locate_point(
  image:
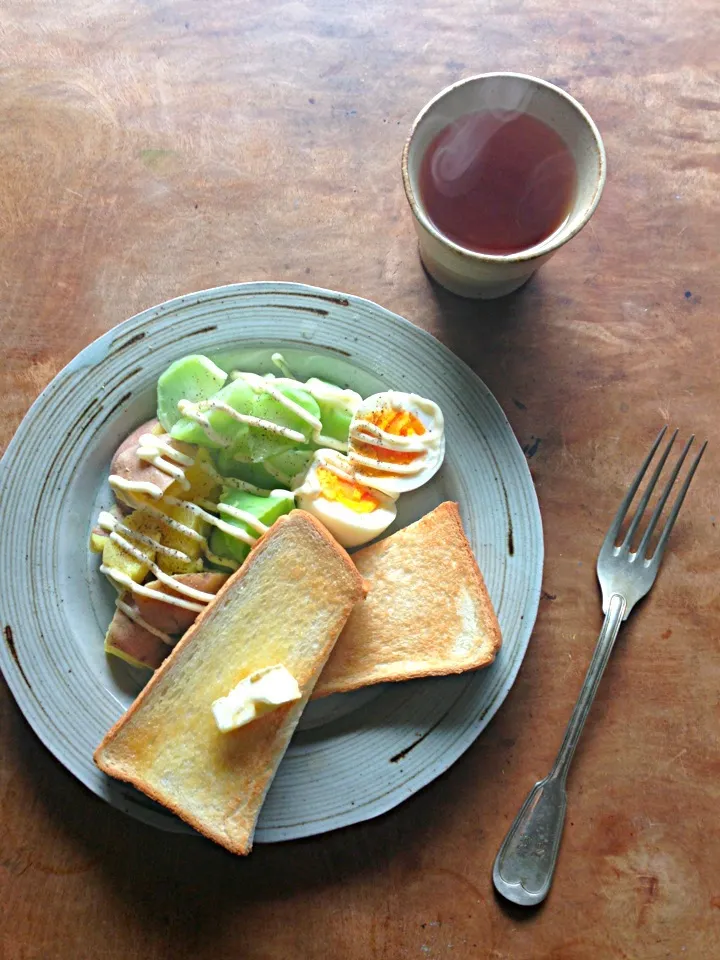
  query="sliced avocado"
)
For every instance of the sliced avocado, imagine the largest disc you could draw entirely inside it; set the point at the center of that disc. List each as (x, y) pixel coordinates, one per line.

○ ○ ○ ○ ○ ○ ○

* AIM OF THE EXERCISE
Render every line of the records above as a numbered list, skipping any blank lines, and leave the pictures out of your answer.

* REPLY
1. locate_point(
2.   image:
3.   query="sliced avocado"
4. )
5. For every instance of the sliced avocado, imagine the largest disc you could draw entirely inside it; set the point at the center of that disc. List each as (x, y) pixel coordinates, one per line.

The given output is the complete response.